- _What needs to be done_
Pick up the passage below on anisotropic conductive film after its last sentence and continue it.

- _Selected excerpt_
The present disclosure relates to an anisotropic conductive film and a forming method thereof, an ACF roll, a bonding structure and a display device.
Anisotropic conductive film (ACF for short) is generally composed of an insulating adhesive body and microcapsules dispersed in the insulating adhesive body. The microcapsule has a Core@Shell structure and is composed of a conductive ball as the core and an insulating layer as the shell and covered a surface of the conductive ball. When the microcapsule is subjected to extrusion in a direction perpendicular to an ACF surface, the insulating layer on the surface is cracked to expose the conductive ball inside, thus realizing the directional conductive connection in the direction perpendicular to the ACE surface.
At least one embodiment of the present disclosure provides an anisotropic conductive film and a forming method thereof, an ACF roll, a bonding structure and a display device, when the anisotropic conductive film is applied to a bonding structure, the number uniformity of the conductive particles captured by the electrodes can be improved, the risk of poor bonding process of the display module can be reduced, and the product yield can be improved.
At a first aspect, an embodiment of the present disclosure provides an anisotropic conductive film (ACF), which comprises: an insulating adhesive layer, including a plurality of preset regions corresponding to electrodes to be bonded and spaced from each other; and capsule structures, dispersed in the insulating adhesive layer of the plurality of preset regions and configured to realize a electrical connection in a direction perpendicular to a surface of the ACF when the ACF is subjected to a pressure in the direction perpendicular to the surface of the ACF, wherein a number of the capsule structures in each of the plurality of preset regions is greater than a preset number.
At a second aspect, an embodiment of the present disclosure provides ACF roll, which comprises: a plurality of ACFs according to the first aspect and successively connected.

- _Supplied entries_
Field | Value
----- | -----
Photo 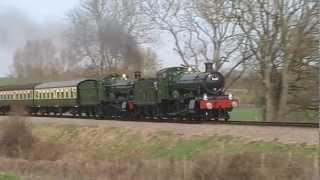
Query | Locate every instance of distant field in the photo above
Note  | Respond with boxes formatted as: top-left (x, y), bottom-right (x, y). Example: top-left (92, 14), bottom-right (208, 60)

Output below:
top-left (231, 107), bottom-right (318, 122)
top-left (0, 78), bottom-right (16, 86)
top-left (231, 107), bottom-right (262, 121)
top-left (0, 119), bottom-right (319, 180)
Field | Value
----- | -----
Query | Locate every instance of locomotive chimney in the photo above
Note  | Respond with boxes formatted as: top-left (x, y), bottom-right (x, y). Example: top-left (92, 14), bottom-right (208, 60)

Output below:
top-left (134, 71), bottom-right (141, 80)
top-left (204, 62), bottom-right (213, 73)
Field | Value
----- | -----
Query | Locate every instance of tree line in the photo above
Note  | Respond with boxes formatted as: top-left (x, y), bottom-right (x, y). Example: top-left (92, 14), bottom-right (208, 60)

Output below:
top-left (13, 0), bottom-right (320, 120)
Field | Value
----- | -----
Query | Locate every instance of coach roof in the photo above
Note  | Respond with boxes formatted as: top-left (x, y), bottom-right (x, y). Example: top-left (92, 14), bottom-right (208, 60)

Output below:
top-left (0, 83), bottom-right (39, 91)
top-left (35, 79), bottom-right (96, 89)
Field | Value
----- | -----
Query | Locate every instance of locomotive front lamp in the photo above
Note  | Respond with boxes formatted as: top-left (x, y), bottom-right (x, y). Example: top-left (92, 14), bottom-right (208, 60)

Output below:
top-left (203, 94), bottom-right (208, 101)
top-left (228, 94), bottom-right (233, 100)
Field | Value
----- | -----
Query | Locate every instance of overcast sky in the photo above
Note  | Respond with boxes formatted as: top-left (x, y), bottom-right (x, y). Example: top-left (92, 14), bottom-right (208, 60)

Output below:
top-left (0, 0), bottom-right (180, 77)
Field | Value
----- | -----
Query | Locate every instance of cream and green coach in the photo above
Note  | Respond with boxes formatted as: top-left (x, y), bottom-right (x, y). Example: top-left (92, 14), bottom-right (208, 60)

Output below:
top-left (33, 79), bottom-right (99, 115)
top-left (0, 84), bottom-right (38, 114)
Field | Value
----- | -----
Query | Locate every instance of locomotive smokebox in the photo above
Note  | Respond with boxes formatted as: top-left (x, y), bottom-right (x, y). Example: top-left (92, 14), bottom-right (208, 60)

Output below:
top-left (134, 71), bottom-right (142, 80)
top-left (204, 62), bottom-right (213, 73)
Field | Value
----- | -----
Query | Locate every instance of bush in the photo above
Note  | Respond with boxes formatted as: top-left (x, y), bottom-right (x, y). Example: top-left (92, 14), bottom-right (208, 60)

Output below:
top-left (0, 172), bottom-right (18, 180)
top-left (0, 117), bottom-right (35, 157)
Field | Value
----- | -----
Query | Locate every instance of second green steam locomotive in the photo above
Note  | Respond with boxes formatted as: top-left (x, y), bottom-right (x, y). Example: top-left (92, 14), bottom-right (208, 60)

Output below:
top-left (0, 63), bottom-right (238, 120)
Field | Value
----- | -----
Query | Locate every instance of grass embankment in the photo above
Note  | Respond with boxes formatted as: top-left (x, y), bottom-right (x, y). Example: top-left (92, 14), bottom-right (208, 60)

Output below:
top-left (0, 117), bottom-right (319, 180)
top-left (231, 107), bottom-right (318, 122)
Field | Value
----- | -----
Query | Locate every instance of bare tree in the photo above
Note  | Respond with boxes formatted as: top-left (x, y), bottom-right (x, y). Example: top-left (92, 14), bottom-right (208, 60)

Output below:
top-left (236, 0), bottom-right (319, 121)
top-left (67, 0), bottom-right (150, 74)
top-left (12, 39), bottom-right (68, 80)
top-left (144, 0), bottom-right (249, 87)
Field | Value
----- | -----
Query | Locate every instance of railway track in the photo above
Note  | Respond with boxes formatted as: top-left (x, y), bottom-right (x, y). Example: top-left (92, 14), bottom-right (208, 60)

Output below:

- _Expected answer_
At a third aspect, an embodiment of the present disclosure provides a bonding structure, which comprises: a first substrate and a second substrate which are oppositely arranged; and the ACF according to the first aspect, disposed between the first substrate and the second substrate and configured to realize an electrical connection between a first electrode on the first substrate and a second electrode, wherein in a direction perpendicular to the first substrate and the second substrate, the preset regions are disposed between the first electrode and the second electrode.
At a third aspect, an embodiment of the present disclosure provides a display device, which comprises the bonding structure according to the third aspect.
At a fourth aspect, an embodiment of the present disclosure provides a method for forming an ACF, used for forming the ACF according to the first aspect, which comprises: providing a substrate; forming a first insulating layer on the substrate; forming a plurality of spaced preset spacing grooves, corresponding to electrodes to be bonded, on the first insulating layer by patterning the first insulating layer; providing capsule structures, of which a number is greater than a preset number, in each of the plurality of spaced preset spacing grooves; and forming a second insulating layer to cover the capsule structures.
In order to clearly illustrate the technical solution of the embodiments of the invention, the drawings of the embodiments will be briefly described in the following; it is obvious that the described drawings are only related to some embodiments of the invention and thus are not I imitative of the invention.
Reference numerals of the accompanying drawings:
1—ACF; 10—insulating adhesive layer; 10a—preset region; 11—capsule structure; 12—first bonding alignment mark; 2—first electrode; 3—second bonding alignment mark.
In order to make objects, technical details and advantages of the embodiments of the invention apparent, the technical solutions of the embodiment will be described in a clearly and fully understandable way in connection with the drawings related to the embodiments of the invention. It is obvious that the described embodiments are just a part but not all of the embodiments of the invention. Based on the described embodiments herein, those skilled in the art can obtain other embodiment(s), without any inventive work, which should be within the scope of the invention.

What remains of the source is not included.